Material for this task
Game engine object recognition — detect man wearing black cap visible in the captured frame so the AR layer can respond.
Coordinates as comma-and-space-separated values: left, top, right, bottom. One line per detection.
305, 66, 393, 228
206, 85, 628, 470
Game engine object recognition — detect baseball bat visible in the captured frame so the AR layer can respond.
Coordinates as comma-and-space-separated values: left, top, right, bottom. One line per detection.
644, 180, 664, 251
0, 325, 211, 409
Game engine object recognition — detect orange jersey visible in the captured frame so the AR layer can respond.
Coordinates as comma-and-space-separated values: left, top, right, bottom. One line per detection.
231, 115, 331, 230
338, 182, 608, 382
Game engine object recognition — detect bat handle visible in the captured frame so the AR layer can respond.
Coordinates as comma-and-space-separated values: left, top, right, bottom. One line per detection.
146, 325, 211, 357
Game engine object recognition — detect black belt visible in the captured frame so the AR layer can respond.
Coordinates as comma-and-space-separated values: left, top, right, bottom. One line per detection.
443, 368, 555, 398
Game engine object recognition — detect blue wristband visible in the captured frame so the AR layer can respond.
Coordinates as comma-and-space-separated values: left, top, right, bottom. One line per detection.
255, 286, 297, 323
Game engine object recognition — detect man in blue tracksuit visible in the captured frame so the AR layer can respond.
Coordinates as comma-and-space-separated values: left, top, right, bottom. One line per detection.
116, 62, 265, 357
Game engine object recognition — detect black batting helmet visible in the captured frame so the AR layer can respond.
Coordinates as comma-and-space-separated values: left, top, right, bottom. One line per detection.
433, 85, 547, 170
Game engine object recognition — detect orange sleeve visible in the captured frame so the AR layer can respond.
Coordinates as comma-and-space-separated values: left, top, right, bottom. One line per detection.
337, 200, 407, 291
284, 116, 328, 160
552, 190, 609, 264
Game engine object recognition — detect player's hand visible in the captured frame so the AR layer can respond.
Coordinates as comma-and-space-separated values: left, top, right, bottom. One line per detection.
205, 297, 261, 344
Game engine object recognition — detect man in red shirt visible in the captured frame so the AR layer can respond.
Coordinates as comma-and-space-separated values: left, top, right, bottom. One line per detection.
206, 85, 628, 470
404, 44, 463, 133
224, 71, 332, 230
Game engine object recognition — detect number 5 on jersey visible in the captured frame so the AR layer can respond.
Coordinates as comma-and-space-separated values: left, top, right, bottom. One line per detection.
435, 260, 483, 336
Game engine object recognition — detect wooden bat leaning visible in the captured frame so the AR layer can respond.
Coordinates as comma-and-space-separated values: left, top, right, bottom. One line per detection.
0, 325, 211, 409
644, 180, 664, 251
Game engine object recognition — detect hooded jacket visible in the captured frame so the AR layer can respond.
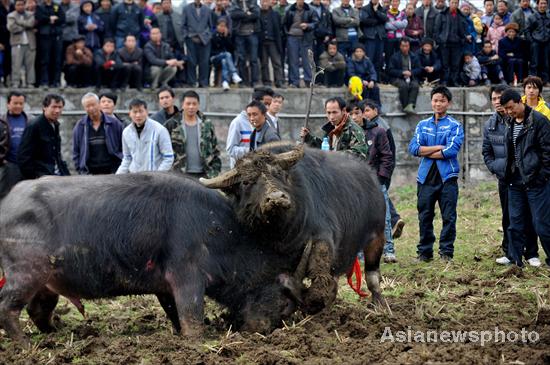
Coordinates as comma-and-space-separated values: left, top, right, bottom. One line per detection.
409, 115, 464, 184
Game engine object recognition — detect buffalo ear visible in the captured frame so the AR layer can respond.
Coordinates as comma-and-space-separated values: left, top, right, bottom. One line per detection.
274, 145, 304, 170
199, 169, 239, 189
277, 274, 303, 305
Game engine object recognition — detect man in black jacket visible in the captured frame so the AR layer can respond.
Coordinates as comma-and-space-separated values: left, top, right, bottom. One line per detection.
309, 0, 334, 71
283, 0, 319, 87
414, 0, 438, 38
388, 38, 422, 113
17, 94, 70, 179
359, 0, 388, 75
500, 89, 550, 267
434, 0, 467, 86
110, 0, 145, 49
260, 0, 284, 87
229, 0, 261, 87
35, 0, 65, 87
481, 85, 540, 266
525, 0, 550, 83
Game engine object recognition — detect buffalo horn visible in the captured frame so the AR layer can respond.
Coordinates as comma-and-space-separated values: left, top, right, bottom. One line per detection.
199, 169, 239, 189
294, 241, 313, 283
275, 146, 304, 169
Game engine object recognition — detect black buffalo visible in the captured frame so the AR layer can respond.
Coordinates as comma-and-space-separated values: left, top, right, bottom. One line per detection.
201, 143, 385, 313
0, 173, 303, 341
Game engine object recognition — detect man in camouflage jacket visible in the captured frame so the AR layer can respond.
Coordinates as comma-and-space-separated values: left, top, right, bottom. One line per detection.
164, 91, 222, 178
300, 97, 369, 160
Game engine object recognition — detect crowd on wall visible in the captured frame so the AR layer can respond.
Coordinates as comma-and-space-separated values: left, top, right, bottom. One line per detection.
0, 0, 550, 112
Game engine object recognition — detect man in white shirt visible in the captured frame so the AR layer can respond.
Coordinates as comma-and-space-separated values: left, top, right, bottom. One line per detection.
116, 99, 174, 174
267, 94, 285, 137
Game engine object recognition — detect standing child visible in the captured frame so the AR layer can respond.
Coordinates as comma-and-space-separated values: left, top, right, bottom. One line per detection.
409, 86, 464, 262
210, 17, 242, 91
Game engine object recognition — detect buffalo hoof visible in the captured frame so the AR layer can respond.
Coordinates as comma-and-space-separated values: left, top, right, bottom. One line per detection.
180, 320, 204, 338
303, 275, 338, 314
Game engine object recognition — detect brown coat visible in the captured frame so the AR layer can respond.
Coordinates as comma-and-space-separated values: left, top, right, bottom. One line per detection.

Given instruction
Pick out every line of the records that contains the word "shirt", and copy each of those lines.

Exercise solution
Game engine object recognition — detect man in red shirt visible in the captured frame so the AR layer can respond.
Game engine object recognition — detect man in white shirt visible in the captured frame so the AR layer can respond.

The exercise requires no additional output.